* Extract
*** Block opens ***

12 Students Present Research at NY 6 Undergraduate Conference
October 21, 2011
Hamilton was well-represented as 12 students presented the results of their research at the New York 6 Undergraduate Research Conference this month at Skidmore College in Saratoga Springs.
Six upstate colleges – Colgate, Hamilton, Hobart William Smith, Skidmore, St. Lawrence and Union–launched the New York 6 Liberal Arts Consortium in 2009. This is the first academic project the consortium has sponsored, said Amy Cronin, consortium coordinator.
More than 100 students from the consortium’s colleges presented the results of research they conducted with faculty on a wide range of topics. Presentations took the form of poster sessions and lectures.
Daniel Feinberg ’12 presented “Investigation of Invasive Plants in the Hamilton College Forests,” and Dilyana Mihaylova’s ’12 project was “Hamilton College Forest Survey: Abundance of Invasive Plant Species.” Both students worked on their research this summer with Associate Professor of Biology William Pfitsch. Other Hamilton students involved with these research projects were Bethany O’Meara ’12, Ana Fernandez ’13 and Matthew Combs ’13.

*** Block closes ***

(Rows contained in a dataset)
*** Block opens ***

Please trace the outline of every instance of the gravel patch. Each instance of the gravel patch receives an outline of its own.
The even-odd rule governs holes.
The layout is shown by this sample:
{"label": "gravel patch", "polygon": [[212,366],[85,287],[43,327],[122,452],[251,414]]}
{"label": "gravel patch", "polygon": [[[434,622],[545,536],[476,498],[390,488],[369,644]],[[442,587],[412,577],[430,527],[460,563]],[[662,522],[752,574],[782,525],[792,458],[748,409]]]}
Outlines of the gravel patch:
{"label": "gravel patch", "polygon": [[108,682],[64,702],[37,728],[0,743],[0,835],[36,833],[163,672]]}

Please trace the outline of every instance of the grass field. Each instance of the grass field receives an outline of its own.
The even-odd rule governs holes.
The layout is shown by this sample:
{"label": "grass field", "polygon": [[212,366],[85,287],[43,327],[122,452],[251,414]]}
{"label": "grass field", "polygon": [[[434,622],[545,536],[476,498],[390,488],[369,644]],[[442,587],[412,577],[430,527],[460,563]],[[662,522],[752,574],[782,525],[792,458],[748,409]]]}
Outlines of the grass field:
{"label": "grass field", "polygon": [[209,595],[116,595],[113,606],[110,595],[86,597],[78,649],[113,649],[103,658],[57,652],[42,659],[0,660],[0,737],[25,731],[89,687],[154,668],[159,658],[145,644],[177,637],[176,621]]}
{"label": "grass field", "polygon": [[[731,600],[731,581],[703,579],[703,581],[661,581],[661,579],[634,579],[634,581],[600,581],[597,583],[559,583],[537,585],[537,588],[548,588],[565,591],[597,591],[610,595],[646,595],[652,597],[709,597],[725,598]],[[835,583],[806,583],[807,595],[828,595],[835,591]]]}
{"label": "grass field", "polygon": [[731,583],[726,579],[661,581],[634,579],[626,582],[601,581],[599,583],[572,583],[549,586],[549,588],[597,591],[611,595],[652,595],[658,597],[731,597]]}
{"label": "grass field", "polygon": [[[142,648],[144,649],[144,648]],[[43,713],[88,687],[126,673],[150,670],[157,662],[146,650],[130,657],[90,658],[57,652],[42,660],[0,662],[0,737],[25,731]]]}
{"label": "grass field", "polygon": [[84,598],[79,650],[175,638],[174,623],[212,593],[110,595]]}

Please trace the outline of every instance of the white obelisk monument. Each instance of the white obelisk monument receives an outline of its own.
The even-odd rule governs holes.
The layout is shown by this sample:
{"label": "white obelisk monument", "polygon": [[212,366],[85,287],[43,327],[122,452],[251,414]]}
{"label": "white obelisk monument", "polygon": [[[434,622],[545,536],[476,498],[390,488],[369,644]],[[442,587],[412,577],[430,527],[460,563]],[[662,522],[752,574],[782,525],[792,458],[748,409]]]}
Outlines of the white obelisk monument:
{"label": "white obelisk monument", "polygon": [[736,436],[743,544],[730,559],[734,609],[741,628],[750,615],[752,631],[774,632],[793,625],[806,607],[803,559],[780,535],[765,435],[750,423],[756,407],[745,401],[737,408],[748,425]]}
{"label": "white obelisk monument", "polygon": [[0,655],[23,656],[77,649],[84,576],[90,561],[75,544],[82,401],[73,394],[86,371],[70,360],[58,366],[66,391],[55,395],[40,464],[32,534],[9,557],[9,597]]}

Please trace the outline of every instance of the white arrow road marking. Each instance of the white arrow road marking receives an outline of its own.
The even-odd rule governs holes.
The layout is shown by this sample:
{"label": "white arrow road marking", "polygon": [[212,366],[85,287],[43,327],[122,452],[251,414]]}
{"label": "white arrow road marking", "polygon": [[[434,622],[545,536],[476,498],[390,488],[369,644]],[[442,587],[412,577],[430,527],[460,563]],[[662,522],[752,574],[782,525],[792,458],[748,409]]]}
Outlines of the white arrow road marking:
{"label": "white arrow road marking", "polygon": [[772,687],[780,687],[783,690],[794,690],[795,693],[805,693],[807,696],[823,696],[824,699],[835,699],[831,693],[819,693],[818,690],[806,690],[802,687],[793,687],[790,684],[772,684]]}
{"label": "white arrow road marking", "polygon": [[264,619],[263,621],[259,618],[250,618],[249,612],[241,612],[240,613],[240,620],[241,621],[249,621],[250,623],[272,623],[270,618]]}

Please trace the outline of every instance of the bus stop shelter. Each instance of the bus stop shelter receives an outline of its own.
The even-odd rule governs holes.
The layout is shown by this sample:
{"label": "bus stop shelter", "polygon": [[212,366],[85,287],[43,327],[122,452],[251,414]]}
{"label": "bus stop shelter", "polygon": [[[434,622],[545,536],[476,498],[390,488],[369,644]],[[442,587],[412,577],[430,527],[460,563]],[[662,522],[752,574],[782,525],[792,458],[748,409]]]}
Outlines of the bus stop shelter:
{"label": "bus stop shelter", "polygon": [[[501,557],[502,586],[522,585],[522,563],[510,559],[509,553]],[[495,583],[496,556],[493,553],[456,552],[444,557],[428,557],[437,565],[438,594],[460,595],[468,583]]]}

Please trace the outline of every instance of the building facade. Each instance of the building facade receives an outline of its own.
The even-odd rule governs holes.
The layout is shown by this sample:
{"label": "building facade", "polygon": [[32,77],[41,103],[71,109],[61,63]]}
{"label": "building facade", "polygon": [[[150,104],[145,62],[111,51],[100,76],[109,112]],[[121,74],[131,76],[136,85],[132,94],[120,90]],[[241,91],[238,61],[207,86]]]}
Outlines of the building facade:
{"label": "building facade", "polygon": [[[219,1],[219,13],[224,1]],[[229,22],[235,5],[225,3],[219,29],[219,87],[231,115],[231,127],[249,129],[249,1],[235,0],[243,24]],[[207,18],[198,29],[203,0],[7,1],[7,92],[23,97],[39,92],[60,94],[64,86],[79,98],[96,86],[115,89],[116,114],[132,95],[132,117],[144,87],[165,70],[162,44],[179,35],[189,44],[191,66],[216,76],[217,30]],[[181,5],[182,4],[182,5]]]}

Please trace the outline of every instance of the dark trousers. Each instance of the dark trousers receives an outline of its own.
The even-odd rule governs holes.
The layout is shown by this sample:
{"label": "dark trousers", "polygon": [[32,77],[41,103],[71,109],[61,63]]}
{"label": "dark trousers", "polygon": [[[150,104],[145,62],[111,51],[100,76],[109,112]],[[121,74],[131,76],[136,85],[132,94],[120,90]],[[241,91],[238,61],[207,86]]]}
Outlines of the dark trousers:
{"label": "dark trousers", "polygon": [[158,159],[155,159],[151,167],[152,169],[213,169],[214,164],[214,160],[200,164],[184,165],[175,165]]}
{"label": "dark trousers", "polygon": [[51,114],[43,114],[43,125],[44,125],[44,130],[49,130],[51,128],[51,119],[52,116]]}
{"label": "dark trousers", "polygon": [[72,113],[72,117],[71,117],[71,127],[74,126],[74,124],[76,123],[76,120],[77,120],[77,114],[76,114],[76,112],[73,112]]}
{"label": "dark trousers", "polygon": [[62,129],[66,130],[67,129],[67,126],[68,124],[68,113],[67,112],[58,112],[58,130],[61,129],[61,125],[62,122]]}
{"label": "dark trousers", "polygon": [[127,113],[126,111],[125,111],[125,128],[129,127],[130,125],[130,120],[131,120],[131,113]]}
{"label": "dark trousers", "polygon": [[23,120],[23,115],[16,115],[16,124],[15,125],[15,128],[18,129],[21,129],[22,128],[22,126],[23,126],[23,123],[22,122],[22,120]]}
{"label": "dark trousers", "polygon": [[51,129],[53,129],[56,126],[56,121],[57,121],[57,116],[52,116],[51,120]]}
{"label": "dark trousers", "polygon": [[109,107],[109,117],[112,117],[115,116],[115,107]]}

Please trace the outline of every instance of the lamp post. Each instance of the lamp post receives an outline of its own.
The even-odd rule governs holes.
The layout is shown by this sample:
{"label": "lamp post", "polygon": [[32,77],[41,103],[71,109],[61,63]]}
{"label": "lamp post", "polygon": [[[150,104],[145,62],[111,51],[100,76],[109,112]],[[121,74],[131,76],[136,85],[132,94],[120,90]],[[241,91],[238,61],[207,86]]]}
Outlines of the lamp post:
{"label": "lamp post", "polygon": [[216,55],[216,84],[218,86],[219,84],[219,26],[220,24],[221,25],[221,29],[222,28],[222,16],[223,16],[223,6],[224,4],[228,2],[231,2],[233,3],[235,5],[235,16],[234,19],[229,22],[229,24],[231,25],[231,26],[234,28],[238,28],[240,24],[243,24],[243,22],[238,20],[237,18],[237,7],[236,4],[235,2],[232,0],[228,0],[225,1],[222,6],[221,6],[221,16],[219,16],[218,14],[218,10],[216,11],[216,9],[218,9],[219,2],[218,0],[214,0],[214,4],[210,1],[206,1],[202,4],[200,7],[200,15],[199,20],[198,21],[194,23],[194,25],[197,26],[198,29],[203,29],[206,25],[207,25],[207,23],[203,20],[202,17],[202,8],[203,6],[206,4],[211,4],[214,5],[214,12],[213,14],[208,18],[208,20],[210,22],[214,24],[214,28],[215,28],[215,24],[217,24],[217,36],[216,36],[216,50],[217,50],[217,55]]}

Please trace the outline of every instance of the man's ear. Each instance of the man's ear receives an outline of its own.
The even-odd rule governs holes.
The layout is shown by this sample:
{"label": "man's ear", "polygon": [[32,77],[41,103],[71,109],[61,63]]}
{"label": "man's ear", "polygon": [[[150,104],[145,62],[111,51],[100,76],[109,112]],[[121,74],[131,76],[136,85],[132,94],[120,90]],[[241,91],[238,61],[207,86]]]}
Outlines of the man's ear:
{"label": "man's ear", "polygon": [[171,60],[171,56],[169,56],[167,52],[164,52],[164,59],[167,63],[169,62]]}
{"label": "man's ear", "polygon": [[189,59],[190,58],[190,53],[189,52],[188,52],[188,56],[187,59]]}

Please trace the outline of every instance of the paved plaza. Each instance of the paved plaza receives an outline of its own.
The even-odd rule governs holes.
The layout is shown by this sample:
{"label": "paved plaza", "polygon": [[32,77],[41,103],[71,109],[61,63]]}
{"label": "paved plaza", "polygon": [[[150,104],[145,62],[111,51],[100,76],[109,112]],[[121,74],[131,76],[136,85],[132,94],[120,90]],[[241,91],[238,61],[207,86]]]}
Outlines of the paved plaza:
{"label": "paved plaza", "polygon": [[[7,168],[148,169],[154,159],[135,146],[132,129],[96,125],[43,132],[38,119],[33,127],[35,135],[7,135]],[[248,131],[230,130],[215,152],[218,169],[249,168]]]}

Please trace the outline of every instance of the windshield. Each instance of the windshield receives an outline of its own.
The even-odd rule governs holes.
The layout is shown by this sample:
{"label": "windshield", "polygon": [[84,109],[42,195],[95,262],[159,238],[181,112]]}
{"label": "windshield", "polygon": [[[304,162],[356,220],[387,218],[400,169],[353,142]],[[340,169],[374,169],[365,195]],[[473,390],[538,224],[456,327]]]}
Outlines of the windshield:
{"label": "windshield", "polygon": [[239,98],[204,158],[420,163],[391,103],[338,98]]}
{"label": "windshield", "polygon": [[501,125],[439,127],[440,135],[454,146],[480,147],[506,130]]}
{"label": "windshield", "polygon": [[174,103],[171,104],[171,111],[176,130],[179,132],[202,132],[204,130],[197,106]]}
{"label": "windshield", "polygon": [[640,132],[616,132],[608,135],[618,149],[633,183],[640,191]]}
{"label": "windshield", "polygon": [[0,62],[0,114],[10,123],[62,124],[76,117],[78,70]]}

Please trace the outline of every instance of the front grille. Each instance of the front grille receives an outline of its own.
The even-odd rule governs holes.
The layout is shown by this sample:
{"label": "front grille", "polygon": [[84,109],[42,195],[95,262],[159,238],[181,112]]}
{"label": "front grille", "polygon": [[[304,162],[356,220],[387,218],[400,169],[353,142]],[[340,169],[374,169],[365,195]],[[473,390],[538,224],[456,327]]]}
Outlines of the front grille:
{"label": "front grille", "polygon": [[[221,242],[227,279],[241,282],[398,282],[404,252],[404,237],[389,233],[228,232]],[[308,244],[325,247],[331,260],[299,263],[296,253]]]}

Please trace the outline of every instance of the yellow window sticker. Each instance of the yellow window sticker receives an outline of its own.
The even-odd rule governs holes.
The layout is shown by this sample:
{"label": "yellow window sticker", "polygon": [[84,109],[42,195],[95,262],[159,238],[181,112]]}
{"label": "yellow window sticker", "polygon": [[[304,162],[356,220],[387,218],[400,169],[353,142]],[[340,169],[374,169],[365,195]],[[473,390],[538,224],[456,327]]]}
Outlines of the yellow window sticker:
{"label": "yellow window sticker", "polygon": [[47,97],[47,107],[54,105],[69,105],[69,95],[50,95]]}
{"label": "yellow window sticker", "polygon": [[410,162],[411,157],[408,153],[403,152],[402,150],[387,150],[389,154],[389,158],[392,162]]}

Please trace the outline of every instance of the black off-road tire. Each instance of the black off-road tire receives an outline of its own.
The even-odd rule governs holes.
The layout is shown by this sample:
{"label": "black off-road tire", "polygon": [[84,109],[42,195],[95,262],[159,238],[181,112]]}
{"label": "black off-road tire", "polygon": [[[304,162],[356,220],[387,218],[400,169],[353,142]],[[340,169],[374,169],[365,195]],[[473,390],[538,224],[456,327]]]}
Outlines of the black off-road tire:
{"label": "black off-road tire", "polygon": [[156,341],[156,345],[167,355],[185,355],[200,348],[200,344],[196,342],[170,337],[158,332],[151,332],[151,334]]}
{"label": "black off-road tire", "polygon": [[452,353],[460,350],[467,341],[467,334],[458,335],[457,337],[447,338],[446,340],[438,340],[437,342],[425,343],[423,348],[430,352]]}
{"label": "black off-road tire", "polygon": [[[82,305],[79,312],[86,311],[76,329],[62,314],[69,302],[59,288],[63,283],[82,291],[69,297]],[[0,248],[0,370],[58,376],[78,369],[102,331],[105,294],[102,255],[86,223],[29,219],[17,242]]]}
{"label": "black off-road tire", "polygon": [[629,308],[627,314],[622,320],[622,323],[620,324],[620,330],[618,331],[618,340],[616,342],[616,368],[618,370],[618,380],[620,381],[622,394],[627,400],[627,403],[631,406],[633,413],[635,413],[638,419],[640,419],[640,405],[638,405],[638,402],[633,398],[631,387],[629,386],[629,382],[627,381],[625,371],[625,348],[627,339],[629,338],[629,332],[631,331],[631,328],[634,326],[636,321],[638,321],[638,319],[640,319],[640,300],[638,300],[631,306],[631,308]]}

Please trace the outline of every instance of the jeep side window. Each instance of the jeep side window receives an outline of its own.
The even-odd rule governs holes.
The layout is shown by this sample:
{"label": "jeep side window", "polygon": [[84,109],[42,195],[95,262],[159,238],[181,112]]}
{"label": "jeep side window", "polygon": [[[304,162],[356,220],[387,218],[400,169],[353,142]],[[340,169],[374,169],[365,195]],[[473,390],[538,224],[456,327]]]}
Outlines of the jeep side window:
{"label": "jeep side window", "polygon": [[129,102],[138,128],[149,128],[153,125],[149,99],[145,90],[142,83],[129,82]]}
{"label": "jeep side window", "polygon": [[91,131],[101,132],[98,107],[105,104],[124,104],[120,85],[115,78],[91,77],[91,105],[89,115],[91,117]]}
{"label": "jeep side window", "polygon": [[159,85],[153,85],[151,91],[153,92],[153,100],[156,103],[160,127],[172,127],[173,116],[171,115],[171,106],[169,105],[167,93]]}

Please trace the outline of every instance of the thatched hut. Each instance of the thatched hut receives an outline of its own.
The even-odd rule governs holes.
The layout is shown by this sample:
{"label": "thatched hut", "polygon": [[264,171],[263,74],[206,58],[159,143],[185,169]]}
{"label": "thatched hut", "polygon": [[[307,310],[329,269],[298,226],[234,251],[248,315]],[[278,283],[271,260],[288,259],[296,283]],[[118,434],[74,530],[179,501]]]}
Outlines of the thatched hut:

*** Block closes ***

* Required actions
1 > According to the article on the undergraduate research conference, with which faculty member did Daniel Feinberg and Dilyana Mihaylova work on their research during the summer?
2 > Resume the article on the undergraduate research conference, starting after its final sentence.

* Responses in order
1 > They worked with Associate Professor of Biology William Pfitsch.

2 >
Three groups of students presented research they conducted with Assistant Professor of Biology Wei-Jen Chang. Barsha Baral ’13 and Shahinur Islam ’12 presented “Phylogenetic Analysis of Nematodes Using Ribonuceloproteins.” Chun Yee Lau ’12 and Ravi Jariwala ’13 worked on research titled “A Genomic Approach to Help Indentify Genes Involved in Sexual Reproduction of Fish Parasite, Ichthyophthirius multifilis.” Tani Leigh ’12 presented” Reconstructing the Eukaryotic Tree of Life Using Ribsomal Proteins as Molecular Markers.”
Hayden Kiessling, who worked with Professor of English Patricia O’Neill, presented a paper on “Jack Kerouac’s Sincere Pursuit of Authenticity in On the Road. “ Megan Woolley ’13 was the recipient this year of an Emerson Summer Research Grant. Her project with Associate Professor of English Katherine Terrell was titled “Royal Appropriations of Arthurian Myth at Glastonbury Abbey.”
Catherine Crone ’13, also an Emerson grant recipient, gave a presentation titled“From Old Virginia to the Beautiful Blue Danube: Banjo Instruction Methods in Nineteenth-Century America.” Her research was conducted with Professor of Music Lydia Hamessley.
Henry Anreder ’12 presented “Comparative Responses of the Israeli Government, UNHCR and NGOs to African Asylum-Seeker Influx: 2004-2011,” and Austin Walker ’12 gave an oral presentation on “The Lost Voices of Kenyan Youth.” Both students were recipients of 2011 Levitt Research Fellowship Grants and conducted research with Professor of Government Stephen Orvis.